Your objective - Copy out the lines of the items below verbatim, beginning with the line that contains "building. Report bounding box coordinates for each one." and continuing through the line that contains "[543,250,800,416]", including both of those lines. Reproduce only that stretch.
### Entries shown ###
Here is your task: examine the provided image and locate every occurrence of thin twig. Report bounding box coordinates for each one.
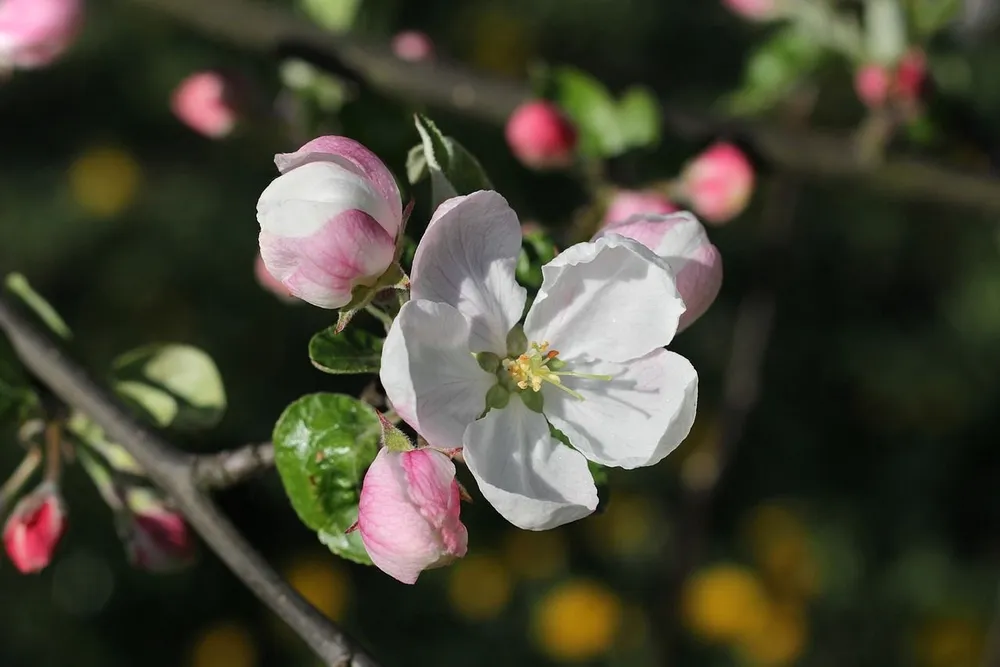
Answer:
###
### Entries shown ###
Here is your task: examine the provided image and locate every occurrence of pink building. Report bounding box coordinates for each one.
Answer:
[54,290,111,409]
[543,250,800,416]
###
### Entries shown ###
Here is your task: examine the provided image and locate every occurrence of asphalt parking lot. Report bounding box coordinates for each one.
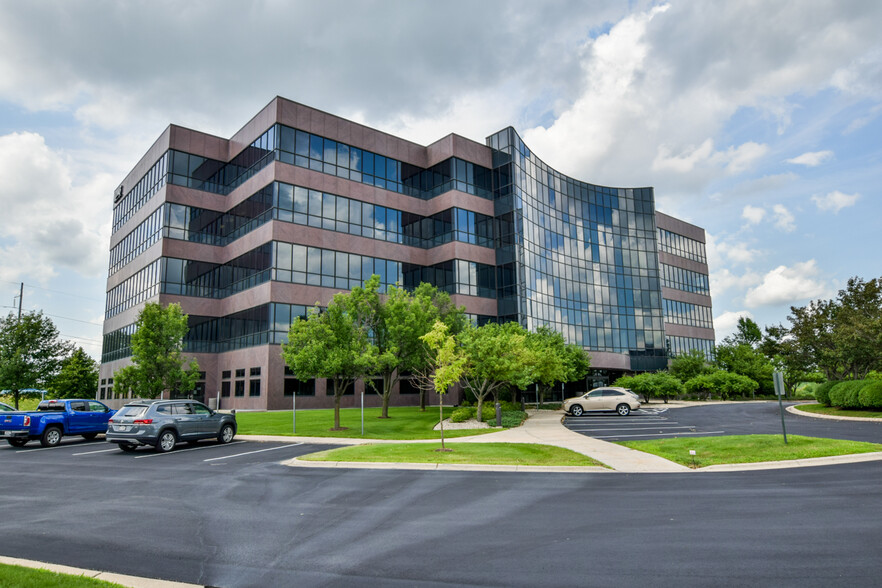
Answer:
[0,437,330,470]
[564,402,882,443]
###
Written response -
Here is your task: examine the provided image and locate every occurrence of pink building. Report bounding box coordinates for each one.
Answer:
[54,290,111,409]
[543,250,800,416]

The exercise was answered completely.